→ **Exercise aim**: Retype each entry. Leave nothing out.

>>>>

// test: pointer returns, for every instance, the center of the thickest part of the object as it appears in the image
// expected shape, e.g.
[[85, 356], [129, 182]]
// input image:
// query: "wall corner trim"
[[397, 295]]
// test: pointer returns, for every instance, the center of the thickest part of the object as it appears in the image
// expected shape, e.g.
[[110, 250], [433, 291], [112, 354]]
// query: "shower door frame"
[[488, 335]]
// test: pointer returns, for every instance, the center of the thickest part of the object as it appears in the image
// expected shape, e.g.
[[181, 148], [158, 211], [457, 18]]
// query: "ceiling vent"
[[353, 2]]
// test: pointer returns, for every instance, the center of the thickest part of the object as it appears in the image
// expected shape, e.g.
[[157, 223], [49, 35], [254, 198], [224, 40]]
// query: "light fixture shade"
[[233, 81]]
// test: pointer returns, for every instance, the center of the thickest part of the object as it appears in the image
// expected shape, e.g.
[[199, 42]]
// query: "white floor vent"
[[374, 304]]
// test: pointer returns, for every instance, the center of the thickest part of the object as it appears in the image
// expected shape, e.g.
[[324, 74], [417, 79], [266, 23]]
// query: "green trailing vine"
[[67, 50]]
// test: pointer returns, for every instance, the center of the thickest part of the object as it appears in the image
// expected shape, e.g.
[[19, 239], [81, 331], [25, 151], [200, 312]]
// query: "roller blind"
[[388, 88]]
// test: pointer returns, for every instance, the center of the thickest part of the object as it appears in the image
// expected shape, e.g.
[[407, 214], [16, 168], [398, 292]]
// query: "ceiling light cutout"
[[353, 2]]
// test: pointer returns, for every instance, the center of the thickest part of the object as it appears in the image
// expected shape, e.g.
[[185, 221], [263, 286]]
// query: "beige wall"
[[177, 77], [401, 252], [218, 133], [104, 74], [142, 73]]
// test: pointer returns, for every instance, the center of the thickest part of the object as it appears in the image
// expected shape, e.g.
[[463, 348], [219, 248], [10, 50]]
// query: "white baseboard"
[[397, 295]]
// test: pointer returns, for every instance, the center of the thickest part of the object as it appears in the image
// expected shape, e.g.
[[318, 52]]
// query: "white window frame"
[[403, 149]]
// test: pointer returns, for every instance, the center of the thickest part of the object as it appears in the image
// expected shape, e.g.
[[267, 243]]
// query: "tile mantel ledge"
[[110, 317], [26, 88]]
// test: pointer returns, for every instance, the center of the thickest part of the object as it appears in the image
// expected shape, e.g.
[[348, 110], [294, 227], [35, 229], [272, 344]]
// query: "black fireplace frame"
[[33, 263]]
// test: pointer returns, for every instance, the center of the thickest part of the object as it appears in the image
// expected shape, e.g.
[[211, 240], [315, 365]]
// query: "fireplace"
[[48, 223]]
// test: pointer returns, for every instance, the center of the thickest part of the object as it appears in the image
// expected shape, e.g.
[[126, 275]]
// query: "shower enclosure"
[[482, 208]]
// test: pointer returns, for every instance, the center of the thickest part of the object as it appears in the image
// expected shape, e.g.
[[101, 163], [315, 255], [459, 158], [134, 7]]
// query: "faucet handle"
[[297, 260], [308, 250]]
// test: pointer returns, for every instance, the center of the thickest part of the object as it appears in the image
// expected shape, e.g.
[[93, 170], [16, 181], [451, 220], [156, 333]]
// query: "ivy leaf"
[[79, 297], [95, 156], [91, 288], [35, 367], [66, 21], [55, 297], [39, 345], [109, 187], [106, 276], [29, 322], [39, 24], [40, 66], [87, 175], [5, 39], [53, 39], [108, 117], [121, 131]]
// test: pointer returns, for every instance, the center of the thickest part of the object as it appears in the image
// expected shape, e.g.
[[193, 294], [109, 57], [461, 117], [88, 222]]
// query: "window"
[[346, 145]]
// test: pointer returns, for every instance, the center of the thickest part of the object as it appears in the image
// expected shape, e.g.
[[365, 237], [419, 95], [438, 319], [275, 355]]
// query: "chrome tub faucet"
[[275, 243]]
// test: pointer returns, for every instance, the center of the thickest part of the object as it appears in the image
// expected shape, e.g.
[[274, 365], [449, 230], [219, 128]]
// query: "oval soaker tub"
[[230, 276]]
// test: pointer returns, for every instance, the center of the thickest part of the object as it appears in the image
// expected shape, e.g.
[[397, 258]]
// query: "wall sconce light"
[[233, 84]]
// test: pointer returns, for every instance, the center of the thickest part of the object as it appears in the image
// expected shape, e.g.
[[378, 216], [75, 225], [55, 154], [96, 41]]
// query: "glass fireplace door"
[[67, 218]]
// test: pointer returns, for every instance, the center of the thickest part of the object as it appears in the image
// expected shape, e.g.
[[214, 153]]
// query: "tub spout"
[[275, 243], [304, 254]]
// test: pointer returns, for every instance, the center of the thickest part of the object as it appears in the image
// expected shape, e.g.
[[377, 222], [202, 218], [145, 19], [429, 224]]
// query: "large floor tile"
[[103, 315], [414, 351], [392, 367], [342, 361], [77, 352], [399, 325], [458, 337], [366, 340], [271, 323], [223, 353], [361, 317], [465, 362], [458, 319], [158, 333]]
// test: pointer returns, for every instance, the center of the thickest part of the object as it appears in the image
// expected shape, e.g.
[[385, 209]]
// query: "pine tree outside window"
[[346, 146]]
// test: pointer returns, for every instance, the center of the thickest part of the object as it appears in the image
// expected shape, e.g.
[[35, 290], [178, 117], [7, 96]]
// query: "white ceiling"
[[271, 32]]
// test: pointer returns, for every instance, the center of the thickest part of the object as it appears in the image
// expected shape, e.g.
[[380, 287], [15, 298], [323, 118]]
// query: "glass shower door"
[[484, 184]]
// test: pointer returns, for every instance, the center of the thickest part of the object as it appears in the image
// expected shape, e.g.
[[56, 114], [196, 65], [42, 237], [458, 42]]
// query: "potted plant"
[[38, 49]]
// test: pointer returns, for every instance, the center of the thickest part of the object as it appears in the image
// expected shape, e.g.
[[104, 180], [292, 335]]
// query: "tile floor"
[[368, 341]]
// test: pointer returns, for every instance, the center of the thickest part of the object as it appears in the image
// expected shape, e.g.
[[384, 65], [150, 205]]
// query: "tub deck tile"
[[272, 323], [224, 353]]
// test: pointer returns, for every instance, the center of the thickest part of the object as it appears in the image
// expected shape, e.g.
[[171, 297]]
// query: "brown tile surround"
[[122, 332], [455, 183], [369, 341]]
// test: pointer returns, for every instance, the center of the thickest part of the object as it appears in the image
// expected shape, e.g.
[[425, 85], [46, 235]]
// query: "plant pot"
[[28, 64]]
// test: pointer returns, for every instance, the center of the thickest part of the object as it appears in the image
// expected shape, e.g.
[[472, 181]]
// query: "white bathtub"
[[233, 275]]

<<<<

→ **Problem solution**:
// test: pointer returns, for every instance, the center of the thickest part of the object as it appears in the image
// expected shape, e.g.
[[85, 356], [129, 182]]
// input image:
// query: "wall corner trim"
[[397, 295]]
// test: pointer returns, for every instance, the center of the thickest part of the object as it appears in the image
// expected shape, e.g.
[[110, 250], [433, 291], [112, 354]]
// query: "shower door frame"
[[488, 335]]
// test: pointer returns, for every instance, the center of the thickest part of the object as it appears in the image
// expected shape, e.g.
[[181, 148], [158, 211], [457, 18]]
// query: "ceiling vent"
[[353, 2]]
// test: pointer returns, for every instance, the center of the thickest part of the object as it appears in the image
// expected shape, e.g.
[[157, 223], [49, 35], [254, 198], [224, 40]]
// query: "light fixture shade"
[[233, 81]]
// test: pointer returns, for every instance, the center of the thickest part of the object as it appears in the image
// expected shape, e.g.
[[199, 42]]
// query: "white floor vent"
[[374, 304]]
// test: pointer returns, for every instance, the center of the thickest part of the object as it appears in the image
// expected shape, e.g.
[[324, 74], [417, 79], [266, 23]]
// query: "green trailing vine"
[[67, 50]]
// test: pointer returns, for every instance, the center of the thickest part of the object as it appears in the image
// expected shape, e.g.
[[19, 239], [81, 331], [25, 151], [200, 312]]
// query: "roller blind"
[[388, 88]]
// test: pointer returns, for every instance, the center of the thickest part of the object as it appears in the image
// expected shape, e.g.
[[407, 214], [16, 168], [398, 292]]
// query: "ceiling light cutout"
[[353, 2]]
// test: pointer returns, for every instance, the center of the thickest part of the object as it appears in the image
// expected shape, e.g.
[[185, 221], [263, 286]]
// query: "beige wall"
[[177, 77], [401, 252], [218, 133], [104, 74], [142, 73]]
// test: pointer returns, for every instance, the center of the thickest part of the object as it appears in the image
// expected shape, e.g.
[[463, 348], [219, 248], [10, 50]]
// query: "white baseboard"
[[397, 295]]
// test: pointer returns, for every instance, the center of the thickest part of the object as it appears in the image
// expected shape, e.g.
[[318, 52]]
// query: "white window frame"
[[403, 149]]
// test: pointer returns, for every instance, the center of the thickest part of the object as it appears in the image
// expected shape, e.g.
[[267, 243]]
// query: "tile mantel ledge"
[[110, 317], [26, 88]]
// test: pointer returns, for every instance, the center of the thickest part of the object as it appears in the image
// expected shape, e.g.
[[348, 110], [294, 227], [35, 229], [272, 344]]
// query: "black fireplace frame"
[[33, 263]]
// test: pointer returns, for every instance, the center of the thickest part of the object as it appears in the image
// expected shape, e.g.
[[211, 240], [315, 365]]
// query: "fireplace"
[[48, 223]]
// test: pointer returns, for every instance, the center of the thickest part of the object as it appears in the image
// expected shape, e.g.
[[126, 275]]
// query: "shower enclosure"
[[482, 208]]
// test: pointer returns, for every instance, the center of the thickest part of the object as it appears in the image
// expected shape, e.g.
[[101, 163], [315, 255], [459, 158], [134, 7]]
// query: "faucet handle"
[[297, 260], [308, 250]]
// test: pointer returns, for every instance, the center of the thickest part of the object as it appears in the image
// expected shape, e.g.
[[93, 170], [16, 181], [451, 220], [156, 333]]
// query: "ivy leaf"
[[79, 297], [95, 156], [91, 288], [35, 367], [66, 21], [55, 297], [39, 345], [109, 187], [106, 276], [29, 322], [39, 24], [40, 66], [87, 175], [5, 39], [53, 39], [108, 117], [121, 131]]
// test: pointer returns, for every instance, the center of the thickest part of the object as it appears in the image
// expected shape, e.g.
[[193, 294], [109, 57], [461, 117], [88, 222]]
// query: "window"
[[346, 145]]
// test: pointer returns, for every instance, the center of the thickest part of the object as it appears in the image
// expected shape, e.g.
[[365, 237], [419, 95], [438, 319], [275, 355]]
// query: "chrome tub faucet"
[[275, 243]]
// test: pointer returns, for every instance, the center of the thickest part of the object as it appears in the image
// expected shape, e.g.
[[274, 365], [449, 230], [219, 128]]
// query: "oval soaker tub"
[[230, 276]]
// test: pointer returns, for every instance, the center of the thickest part of the object as it appears in the image
// expected shape, e.g.
[[397, 258]]
// query: "wall sconce light"
[[233, 84]]
// test: pointer returns, for every instance, the center of the thickest part of the object as it appears in the image
// expected shape, e.g.
[[378, 216], [75, 225], [55, 154], [96, 41]]
// query: "glass fireplace door"
[[67, 218]]
// test: pointer returns, for every instance, the center of the thickest part of the object as it appears in the image
// expected shape, e.g.
[[214, 153]]
// query: "tub spout"
[[275, 243], [304, 254]]
// test: pointer returns, for every instance, the center of the thickest part of the object as it appears in the image
// expected shape, e.g.
[[377, 222], [202, 218], [145, 19], [429, 224]]
// query: "large floor tile"
[[103, 315], [414, 351], [392, 367], [342, 361], [77, 352], [399, 325], [458, 337], [366, 340], [271, 323], [223, 353], [361, 317], [465, 362], [458, 319], [158, 333]]
// test: pointer returns, for every instance, the center of the thickest part of the object as it appears in the image
// expected shape, e.g.
[[385, 209]]
// query: "pine tree outside window"
[[346, 146]]
// test: pointer returns, for every instance, the center of the thickest part of the object as it appears in the image
// expected shape, e.g.
[[35, 290], [178, 117], [7, 96]]
// query: "white ceiling"
[[271, 32]]
// test: pointer returns, for every instance, the center of the thickest part of the object as it appears in the image
// expected shape, e.g.
[[380, 287], [15, 298], [323, 118]]
// query: "glass shower door"
[[484, 184]]
// test: pointer returns, for every instance, the center of the thickest part of the object as it appears in the image
// expected shape, e.g.
[[56, 114], [196, 65], [42, 237], [458, 42]]
// query: "potted plant"
[[38, 49]]
// test: pointer returns, for every instance, the center of the thickest part of the object as it appears in the image
// expected shape, e.g.
[[104, 180], [292, 335]]
// query: "tile floor"
[[368, 341]]
// test: pointer returns, for every instance, the center of the thickest part of the object as it appears in the image
// expected shape, e.g.
[[384, 65], [150, 205]]
// query: "tub deck tile"
[[272, 323], [224, 353]]
// test: pointer returns, for every instance, the center of the thickest part of the object as it appears in the image
// expected shape, e.g.
[[171, 297]]
// query: "brown tile surround"
[[122, 332], [455, 183], [369, 341]]
// test: pointer returns, for every instance, the center of the thickest part of the object as it appears in the image
// expected shape, e.g.
[[425, 85], [46, 235]]
// query: "plant pot"
[[28, 64]]
// test: pointer returns, for every instance, the center of the thickest part of the object as it appears in the image
// expected shape, e.g.
[[472, 181]]
// query: "white bathtub"
[[233, 275]]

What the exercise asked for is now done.